Following Sting's retirement match at Revolution, he and tag partner Darby Allin vacated the AEW World Tag Team Championship. During the post-event media scrum, AEW president Tony Khan announced that a tournament would be held to determine new champions. On the March 15 episode of Rampage, the tournament bracket was revealed and the tournament began on the following night's Collision. The Young Bucks (Matthew Jackson and Nicholas Jackson) and FTR (Dax Harwood and Cash Wheeler) won their respective brackets, setting up the tournament final for Dynasty, which was scheduled as a ladder match, also being a title rematch between the teams, as they last faced each other for the title at All In London in August 2023, which FTR won. During the April 10 episode of Dynamite, The Young Bucks showed the surveillance footage of the legitimate backstage altercation between Jack Perry and former AEW wrestler CM Punk, which they blamed as the reason for why they lost their match to FTR at All In. They also defended Perry and conspired that FTR were behind the incident due to being friends with Punk.

At Revolution, Swerve Strickland competed in a three-way match for the AEW World Championship where Samoa Joe retained the title. Strickland then accumulated wins throughout March to rise back up in the contendership rankings. Following his victory on the March 27 episode of Dynamite, it once again positioned him as the number one contender for the AEW World Championship, and the title match was scheduled for Dynasty.

In late 2023, Willow Nightingale's former tag team partner Skye Blue turned heel for the first time in her AEW career and aligned herself with TBS Champion Julia Hart. Throughout early 2024, Nightingale and her new tag team partner Kris Statlander feuded with Hart and Blue, with Nightingale and Statlander being victorious during the Revolution Zero Hour pre-show and then Hart and Blue victorious in a street fight on the March 20 episode of Rampage. On the March 27 episode of Dynamite, Nightingale defeated Statlander, Blue, and Anna Jay in a four-way match to challenge Hart for the TBS Championship at Dynasty.

++++++++++++++++++++

- _STATED PROBLEM 1_:
Quote the passage on the Dynasty storylines, starting at "In late 2023, Willow" and ending at "Championship at Dynasty.".
- _STATED PROBLEM 2_:
Answer these from the passage on the Dynasty storylines:
(a) What kind of match was the tag team tournament final at Dynasty scheduled as?
(b) At Revolution, what kind of match did Swerve Strickland compete in for the AEW World Championship?
(c) Whom did Willow Nightingale defeat in the four-way match on the March 27 episode of Dynamite?

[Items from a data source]
++++++++++++++++++++

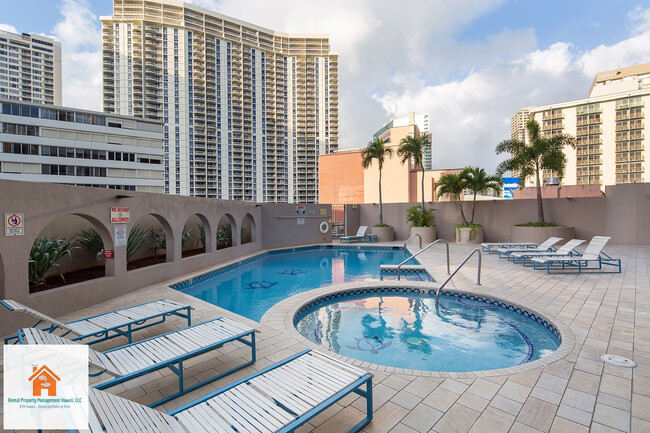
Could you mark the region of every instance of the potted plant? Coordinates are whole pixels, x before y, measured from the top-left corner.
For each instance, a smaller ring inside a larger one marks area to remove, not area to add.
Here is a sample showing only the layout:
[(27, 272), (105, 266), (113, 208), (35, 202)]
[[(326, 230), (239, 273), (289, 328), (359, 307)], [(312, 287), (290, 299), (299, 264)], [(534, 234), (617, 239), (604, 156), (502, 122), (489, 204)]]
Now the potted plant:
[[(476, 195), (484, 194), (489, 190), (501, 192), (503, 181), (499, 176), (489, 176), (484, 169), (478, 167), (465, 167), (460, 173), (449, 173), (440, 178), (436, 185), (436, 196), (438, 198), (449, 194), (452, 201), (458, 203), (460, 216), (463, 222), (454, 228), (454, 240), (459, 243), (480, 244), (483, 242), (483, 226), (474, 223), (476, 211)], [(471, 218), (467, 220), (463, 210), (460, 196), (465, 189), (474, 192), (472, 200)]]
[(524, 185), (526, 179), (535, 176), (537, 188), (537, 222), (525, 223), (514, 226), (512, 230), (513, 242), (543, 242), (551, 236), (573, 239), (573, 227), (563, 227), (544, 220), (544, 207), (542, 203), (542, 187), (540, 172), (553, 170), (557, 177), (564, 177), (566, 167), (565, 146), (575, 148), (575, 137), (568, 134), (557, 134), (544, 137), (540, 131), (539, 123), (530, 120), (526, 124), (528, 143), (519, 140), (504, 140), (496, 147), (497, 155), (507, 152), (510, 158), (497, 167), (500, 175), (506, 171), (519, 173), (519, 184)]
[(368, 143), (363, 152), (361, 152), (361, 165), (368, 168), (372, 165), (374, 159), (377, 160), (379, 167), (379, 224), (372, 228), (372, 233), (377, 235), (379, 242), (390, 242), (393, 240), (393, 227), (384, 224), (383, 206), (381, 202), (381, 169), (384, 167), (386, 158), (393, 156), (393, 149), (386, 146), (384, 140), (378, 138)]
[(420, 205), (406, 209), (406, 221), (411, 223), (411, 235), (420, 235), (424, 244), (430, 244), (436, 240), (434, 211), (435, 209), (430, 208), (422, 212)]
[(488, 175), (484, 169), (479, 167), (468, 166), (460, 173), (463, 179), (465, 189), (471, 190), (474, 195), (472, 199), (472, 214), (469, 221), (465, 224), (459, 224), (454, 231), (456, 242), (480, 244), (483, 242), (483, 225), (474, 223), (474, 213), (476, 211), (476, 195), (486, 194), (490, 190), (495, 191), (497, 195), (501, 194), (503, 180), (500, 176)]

++++++++++++++++++++

- _WORKED ANSWER 1_:
In late 2023, Willow Nightingale's former tag team partner Skye Blue turned heel for the first time in her AEW career and aligned herself with TBS Champion Julia Hart. Throughout early 2024, Nightingale and her new tag team partner Kris Statlander feuded with Hart and Blue, with Nightingale and Statlander being victorious during the Revolution Zero Hour pre-show and then Hart and Blue victorious in a street fight on the March 20 episode of Rampage. On the March 27 episode of Dynamite, Nightingale defeated Statlander, Blue, and Anna Jay in a four-way match to challenge Hart for the TBS Championship at Dynasty.

- _WORKED ANSWER 2_:
(a) A ladder match.
(b) A three-way match.
(c) Kris Statlander, Skye Blue, and Anna Jay.